> **ENTRIES PROVIDED**:
+ + + +
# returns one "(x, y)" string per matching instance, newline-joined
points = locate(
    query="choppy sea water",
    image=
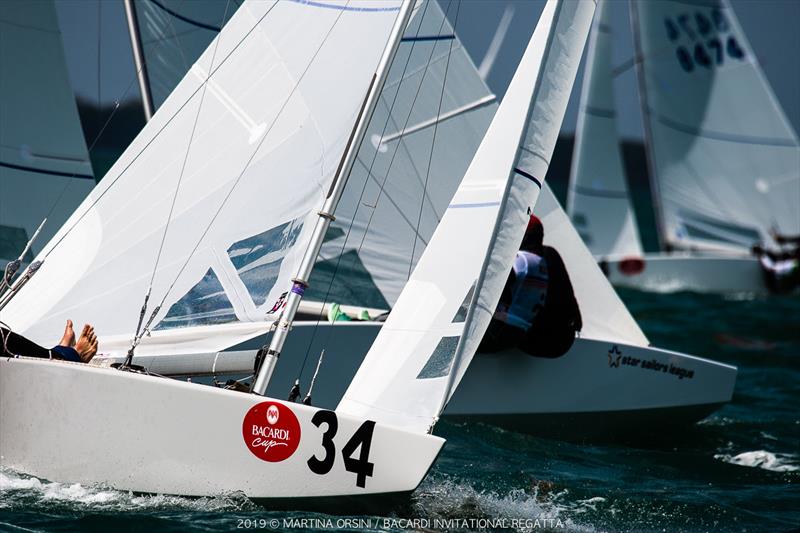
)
(738, 470)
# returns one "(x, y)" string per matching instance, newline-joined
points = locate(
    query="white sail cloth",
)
(393, 201)
(44, 165)
(434, 329)
(726, 161)
(246, 147)
(604, 315)
(598, 202)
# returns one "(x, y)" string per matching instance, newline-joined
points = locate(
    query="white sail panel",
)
(44, 165)
(391, 211)
(598, 201)
(604, 315)
(726, 161)
(428, 340)
(250, 140)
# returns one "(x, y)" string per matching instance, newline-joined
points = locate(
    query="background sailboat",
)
(724, 160)
(394, 199)
(44, 164)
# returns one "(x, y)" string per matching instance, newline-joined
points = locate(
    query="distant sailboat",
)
(44, 165)
(222, 235)
(724, 160)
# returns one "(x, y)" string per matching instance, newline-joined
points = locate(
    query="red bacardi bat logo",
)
(271, 431)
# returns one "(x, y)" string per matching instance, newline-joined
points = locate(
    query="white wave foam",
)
(18, 490)
(448, 499)
(775, 462)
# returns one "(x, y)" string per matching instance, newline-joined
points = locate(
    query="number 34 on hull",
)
(156, 435)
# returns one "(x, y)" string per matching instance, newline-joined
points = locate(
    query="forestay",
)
(246, 147)
(726, 161)
(598, 202)
(429, 339)
(44, 165)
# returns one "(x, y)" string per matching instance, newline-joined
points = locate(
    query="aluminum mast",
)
(138, 59)
(300, 282)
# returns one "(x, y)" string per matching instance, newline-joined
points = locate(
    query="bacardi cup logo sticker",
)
(271, 431)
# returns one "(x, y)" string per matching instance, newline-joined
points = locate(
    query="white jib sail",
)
(44, 165)
(173, 34)
(604, 315)
(726, 161)
(429, 339)
(598, 202)
(246, 147)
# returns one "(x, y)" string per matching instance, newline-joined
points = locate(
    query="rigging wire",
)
(369, 173)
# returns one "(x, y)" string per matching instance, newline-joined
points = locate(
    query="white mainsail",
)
(429, 339)
(598, 202)
(45, 170)
(724, 158)
(213, 199)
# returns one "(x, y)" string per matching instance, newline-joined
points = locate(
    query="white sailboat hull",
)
(81, 424)
(686, 272)
(510, 389)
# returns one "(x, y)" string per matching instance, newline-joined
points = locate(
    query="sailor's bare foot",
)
(68, 339)
(87, 344)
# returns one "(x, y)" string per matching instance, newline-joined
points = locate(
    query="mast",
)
(138, 59)
(300, 282)
(638, 61)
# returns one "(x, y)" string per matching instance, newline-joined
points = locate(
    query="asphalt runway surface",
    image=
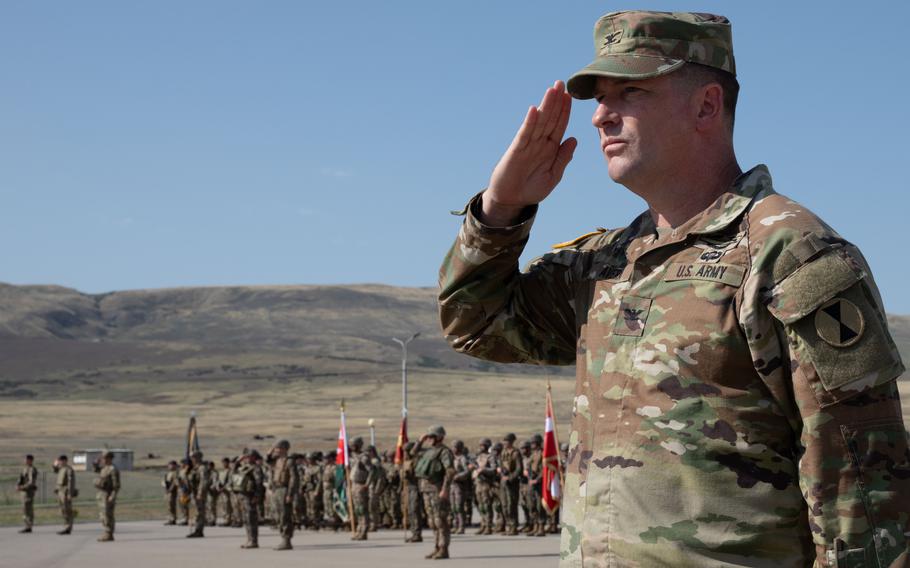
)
(149, 544)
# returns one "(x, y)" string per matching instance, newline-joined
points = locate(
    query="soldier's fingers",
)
(564, 156)
(560, 130)
(545, 109)
(554, 109)
(524, 134)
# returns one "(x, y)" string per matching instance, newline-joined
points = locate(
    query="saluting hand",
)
(534, 162)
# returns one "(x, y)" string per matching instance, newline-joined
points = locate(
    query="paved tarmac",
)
(149, 544)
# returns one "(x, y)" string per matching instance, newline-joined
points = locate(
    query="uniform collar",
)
(718, 216)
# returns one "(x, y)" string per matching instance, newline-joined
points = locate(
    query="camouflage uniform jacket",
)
(66, 482)
(28, 480)
(462, 473)
(510, 464)
(736, 400)
(284, 474)
(170, 482)
(200, 482)
(108, 482)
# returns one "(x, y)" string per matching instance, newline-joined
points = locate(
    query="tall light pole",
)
(404, 372)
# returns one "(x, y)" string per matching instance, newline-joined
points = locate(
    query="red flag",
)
(552, 474)
(402, 440)
(341, 457)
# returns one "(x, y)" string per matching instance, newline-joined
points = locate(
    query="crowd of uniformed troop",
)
(433, 487)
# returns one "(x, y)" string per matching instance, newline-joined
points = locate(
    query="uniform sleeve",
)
(855, 466)
(491, 310)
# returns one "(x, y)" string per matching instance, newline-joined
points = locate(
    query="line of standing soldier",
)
(107, 483)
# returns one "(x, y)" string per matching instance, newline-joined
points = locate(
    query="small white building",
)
(83, 460)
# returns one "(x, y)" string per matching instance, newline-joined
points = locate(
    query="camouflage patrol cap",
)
(642, 45)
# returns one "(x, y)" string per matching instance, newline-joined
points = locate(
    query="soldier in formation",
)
(435, 470)
(28, 485)
(199, 483)
(284, 483)
(107, 482)
(171, 488)
(66, 491)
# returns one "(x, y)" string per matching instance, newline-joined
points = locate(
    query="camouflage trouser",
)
(536, 512)
(228, 498)
(375, 506)
(314, 508)
(300, 510)
(484, 494)
(330, 518)
(497, 506)
(459, 500)
(171, 498)
(106, 513)
(28, 508)
(250, 518)
(438, 510)
(509, 498)
(391, 499)
(361, 497)
(66, 510)
(199, 509)
(523, 503)
(239, 513)
(414, 504)
(183, 500)
(283, 510)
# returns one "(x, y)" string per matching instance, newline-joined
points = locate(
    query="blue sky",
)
(157, 144)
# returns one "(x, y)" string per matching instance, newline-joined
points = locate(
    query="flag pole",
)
(347, 477)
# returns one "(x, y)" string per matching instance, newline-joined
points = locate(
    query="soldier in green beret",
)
(28, 485)
(107, 483)
(435, 470)
(726, 341)
(66, 491)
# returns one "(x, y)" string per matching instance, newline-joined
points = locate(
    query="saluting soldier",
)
(361, 469)
(484, 473)
(534, 473)
(413, 502)
(184, 494)
(227, 491)
(107, 483)
(284, 484)
(313, 490)
(171, 488)
(461, 487)
(509, 471)
(435, 470)
(247, 484)
(66, 491)
(28, 485)
(199, 483)
(328, 490)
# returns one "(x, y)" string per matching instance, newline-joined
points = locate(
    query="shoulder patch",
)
(577, 240)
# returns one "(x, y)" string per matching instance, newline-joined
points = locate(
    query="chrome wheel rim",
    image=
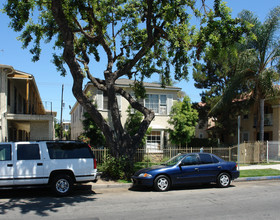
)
(162, 184)
(224, 180)
(62, 185)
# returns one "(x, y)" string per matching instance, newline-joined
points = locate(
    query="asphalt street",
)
(243, 200)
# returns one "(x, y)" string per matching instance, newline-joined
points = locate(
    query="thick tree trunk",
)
(261, 120)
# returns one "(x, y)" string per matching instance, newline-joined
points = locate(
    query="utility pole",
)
(61, 125)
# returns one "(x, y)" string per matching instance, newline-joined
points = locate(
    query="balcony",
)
(268, 120)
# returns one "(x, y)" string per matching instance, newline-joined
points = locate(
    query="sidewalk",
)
(256, 167)
(103, 184)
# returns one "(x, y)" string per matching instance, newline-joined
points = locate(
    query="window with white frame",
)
(154, 141)
(157, 103)
(245, 136)
(102, 100)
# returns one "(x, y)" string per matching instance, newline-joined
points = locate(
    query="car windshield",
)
(174, 160)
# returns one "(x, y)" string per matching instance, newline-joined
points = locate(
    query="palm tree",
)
(258, 64)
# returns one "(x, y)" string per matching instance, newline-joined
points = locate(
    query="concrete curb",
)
(243, 179)
(115, 185)
(129, 185)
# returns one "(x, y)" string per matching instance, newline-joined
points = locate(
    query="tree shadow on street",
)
(41, 201)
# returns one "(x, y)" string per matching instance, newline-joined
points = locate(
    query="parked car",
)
(58, 164)
(187, 169)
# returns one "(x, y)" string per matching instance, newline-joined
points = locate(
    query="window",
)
(163, 105)
(5, 152)
(102, 100)
(190, 160)
(152, 102)
(69, 150)
(205, 159)
(245, 137)
(153, 141)
(9, 92)
(157, 103)
(28, 152)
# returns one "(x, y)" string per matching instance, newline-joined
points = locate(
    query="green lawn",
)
(262, 172)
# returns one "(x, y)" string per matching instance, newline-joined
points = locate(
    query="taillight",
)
(94, 163)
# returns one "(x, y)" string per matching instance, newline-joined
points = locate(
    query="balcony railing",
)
(268, 120)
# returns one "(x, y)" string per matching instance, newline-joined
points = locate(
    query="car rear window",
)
(69, 150)
(206, 159)
(5, 152)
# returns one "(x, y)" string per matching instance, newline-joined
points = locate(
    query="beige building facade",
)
(249, 125)
(22, 114)
(159, 99)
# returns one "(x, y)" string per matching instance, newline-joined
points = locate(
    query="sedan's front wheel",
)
(223, 180)
(162, 183)
(62, 185)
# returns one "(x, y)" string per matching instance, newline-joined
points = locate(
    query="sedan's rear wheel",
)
(162, 183)
(223, 180)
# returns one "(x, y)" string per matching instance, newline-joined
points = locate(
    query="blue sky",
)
(49, 81)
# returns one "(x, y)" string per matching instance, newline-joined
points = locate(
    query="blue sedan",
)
(187, 169)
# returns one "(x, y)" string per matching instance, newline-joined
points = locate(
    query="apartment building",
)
(22, 114)
(159, 99)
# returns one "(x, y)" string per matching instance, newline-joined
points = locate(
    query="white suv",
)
(59, 164)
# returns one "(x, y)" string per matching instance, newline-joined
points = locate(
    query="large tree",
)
(243, 72)
(138, 38)
(183, 119)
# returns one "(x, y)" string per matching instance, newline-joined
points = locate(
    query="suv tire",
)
(62, 185)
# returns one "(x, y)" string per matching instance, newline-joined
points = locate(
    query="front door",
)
(189, 169)
(6, 165)
(28, 164)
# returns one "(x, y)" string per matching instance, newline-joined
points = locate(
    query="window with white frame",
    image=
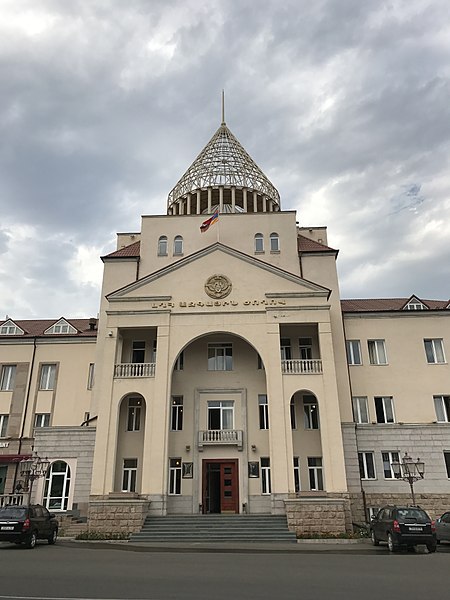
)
(297, 482)
(311, 412)
(360, 409)
(174, 476)
(274, 242)
(3, 425)
(442, 407)
(259, 242)
(47, 378)
(285, 349)
(42, 419)
(134, 414)
(434, 350)
(388, 458)
(366, 465)
(176, 417)
(129, 475)
(377, 352)
(162, 246)
(266, 484)
(178, 245)
(8, 377)
(315, 473)
(263, 411)
(220, 414)
(305, 348)
(354, 352)
(384, 409)
(220, 357)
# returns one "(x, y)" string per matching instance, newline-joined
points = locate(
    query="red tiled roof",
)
(131, 251)
(36, 328)
(305, 244)
(387, 304)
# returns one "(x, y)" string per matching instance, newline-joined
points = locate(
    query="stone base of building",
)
(434, 504)
(311, 514)
(117, 513)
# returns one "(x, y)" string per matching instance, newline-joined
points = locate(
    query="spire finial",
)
(223, 107)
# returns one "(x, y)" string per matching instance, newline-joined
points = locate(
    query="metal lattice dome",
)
(223, 163)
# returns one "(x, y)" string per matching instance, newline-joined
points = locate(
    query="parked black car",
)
(26, 524)
(403, 526)
(443, 528)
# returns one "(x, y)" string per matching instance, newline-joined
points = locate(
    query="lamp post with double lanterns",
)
(409, 470)
(31, 469)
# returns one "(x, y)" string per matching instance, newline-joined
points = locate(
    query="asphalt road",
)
(89, 572)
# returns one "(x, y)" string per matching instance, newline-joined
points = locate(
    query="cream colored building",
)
(223, 383)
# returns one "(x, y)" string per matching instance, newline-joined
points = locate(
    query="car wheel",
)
(52, 538)
(392, 547)
(31, 542)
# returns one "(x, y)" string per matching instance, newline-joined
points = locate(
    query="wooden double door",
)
(220, 486)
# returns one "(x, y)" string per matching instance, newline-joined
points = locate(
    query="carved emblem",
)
(218, 286)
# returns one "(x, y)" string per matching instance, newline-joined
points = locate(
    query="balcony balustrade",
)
(130, 370)
(220, 437)
(297, 366)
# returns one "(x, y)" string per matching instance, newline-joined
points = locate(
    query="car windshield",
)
(13, 512)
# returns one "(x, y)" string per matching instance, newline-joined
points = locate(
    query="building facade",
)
(230, 377)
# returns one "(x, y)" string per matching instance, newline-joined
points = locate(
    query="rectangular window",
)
(90, 384)
(176, 421)
(3, 425)
(129, 475)
(138, 352)
(384, 408)
(8, 378)
(360, 409)
(134, 414)
(305, 348)
(315, 473)
(220, 357)
(354, 352)
(42, 419)
(266, 484)
(388, 459)
(175, 476)
(47, 380)
(220, 414)
(297, 474)
(263, 411)
(285, 349)
(434, 349)
(377, 352)
(311, 412)
(447, 463)
(442, 407)
(366, 465)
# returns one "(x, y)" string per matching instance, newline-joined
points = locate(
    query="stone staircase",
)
(211, 529)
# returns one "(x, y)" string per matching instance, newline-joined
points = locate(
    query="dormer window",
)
(259, 242)
(274, 242)
(10, 328)
(60, 328)
(178, 245)
(162, 246)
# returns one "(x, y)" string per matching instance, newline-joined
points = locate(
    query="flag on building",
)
(212, 219)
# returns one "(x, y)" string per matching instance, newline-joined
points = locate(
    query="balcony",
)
(133, 370)
(220, 437)
(297, 366)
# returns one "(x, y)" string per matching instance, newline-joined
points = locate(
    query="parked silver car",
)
(443, 528)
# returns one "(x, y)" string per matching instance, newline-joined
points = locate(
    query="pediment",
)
(250, 278)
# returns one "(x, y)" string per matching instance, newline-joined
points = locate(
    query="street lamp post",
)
(409, 470)
(33, 468)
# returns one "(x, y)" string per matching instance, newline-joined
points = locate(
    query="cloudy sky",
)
(344, 104)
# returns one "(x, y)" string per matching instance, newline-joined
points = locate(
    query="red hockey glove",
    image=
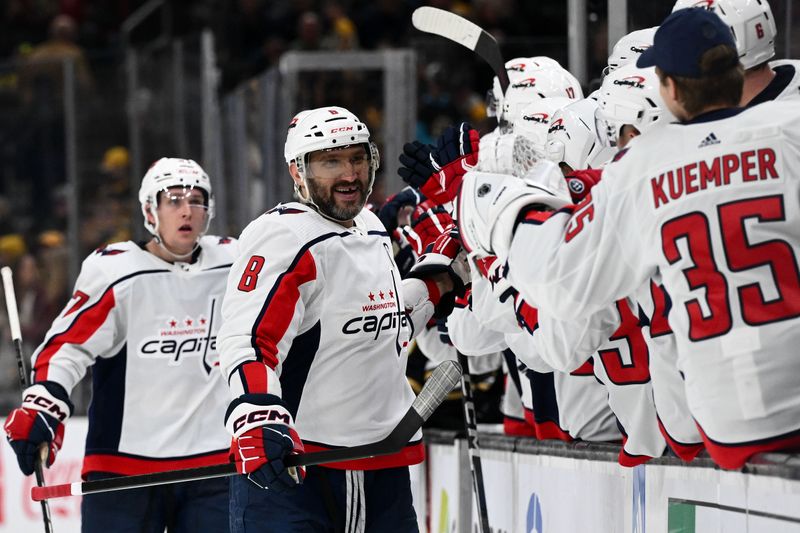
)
(38, 421)
(428, 221)
(437, 171)
(443, 256)
(580, 182)
(389, 211)
(263, 435)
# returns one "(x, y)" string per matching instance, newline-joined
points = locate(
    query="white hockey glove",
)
(489, 204)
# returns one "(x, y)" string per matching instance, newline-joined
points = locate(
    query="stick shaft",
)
(473, 448)
(24, 379)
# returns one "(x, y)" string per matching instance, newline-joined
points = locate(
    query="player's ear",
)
(295, 173)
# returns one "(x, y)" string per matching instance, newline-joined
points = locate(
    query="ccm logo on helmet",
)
(47, 405)
(262, 415)
(375, 323)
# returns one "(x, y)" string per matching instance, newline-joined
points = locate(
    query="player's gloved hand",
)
(443, 257)
(580, 182)
(263, 436)
(428, 221)
(389, 211)
(37, 422)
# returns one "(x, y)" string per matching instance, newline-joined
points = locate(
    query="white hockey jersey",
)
(712, 207)
(314, 314)
(149, 328)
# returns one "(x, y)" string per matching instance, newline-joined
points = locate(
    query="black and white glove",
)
(38, 421)
(489, 205)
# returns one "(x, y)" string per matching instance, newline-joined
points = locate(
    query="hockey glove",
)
(428, 221)
(38, 422)
(489, 205)
(580, 182)
(390, 210)
(444, 256)
(263, 436)
(437, 171)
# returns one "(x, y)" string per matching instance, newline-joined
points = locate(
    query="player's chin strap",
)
(177, 257)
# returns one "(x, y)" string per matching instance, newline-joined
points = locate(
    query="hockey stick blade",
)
(443, 380)
(16, 337)
(466, 33)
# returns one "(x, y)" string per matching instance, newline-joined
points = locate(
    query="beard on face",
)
(322, 196)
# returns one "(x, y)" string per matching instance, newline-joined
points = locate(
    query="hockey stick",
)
(473, 449)
(444, 378)
(466, 33)
(24, 379)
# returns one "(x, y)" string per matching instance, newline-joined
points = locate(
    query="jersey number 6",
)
(250, 274)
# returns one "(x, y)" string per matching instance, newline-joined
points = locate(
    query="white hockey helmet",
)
(327, 128)
(629, 48)
(572, 137)
(173, 172)
(506, 153)
(751, 22)
(516, 69)
(534, 121)
(630, 95)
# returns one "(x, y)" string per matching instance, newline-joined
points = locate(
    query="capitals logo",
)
(187, 337)
(558, 125)
(526, 83)
(539, 118)
(633, 82)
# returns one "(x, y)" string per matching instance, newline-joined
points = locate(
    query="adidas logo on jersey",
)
(708, 141)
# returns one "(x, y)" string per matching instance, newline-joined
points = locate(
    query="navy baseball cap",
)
(683, 38)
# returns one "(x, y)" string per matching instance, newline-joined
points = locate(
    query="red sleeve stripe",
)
(278, 310)
(82, 328)
(253, 375)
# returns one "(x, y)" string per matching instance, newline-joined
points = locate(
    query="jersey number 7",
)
(740, 256)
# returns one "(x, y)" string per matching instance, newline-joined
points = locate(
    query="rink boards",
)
(531, 486)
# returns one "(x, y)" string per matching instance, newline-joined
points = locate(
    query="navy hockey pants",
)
(328, 501)
(193, 507)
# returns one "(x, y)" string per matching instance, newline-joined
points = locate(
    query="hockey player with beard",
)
(145, 317)
(316, 332)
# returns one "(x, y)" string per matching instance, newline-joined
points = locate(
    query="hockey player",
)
(145, 317)
(698, 205)
(315, 334)
(754, 31)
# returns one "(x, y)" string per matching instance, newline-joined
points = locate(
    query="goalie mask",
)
(751, 23)
(170, 172)
(572, 137)
(630, 95)
(629, 48)
(326, 128)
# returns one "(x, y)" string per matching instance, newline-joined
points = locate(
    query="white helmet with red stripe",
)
+ + + +
> **INSTRUCTIONS TO FOLLOW**:
Which lines of the records contain the word "double"? Select and copy each of them, treating uppercase and lowercase as different.

> **RESULT OF THIS TASK**:
    query="lamp post with double lanterns",
    query="wooden double door",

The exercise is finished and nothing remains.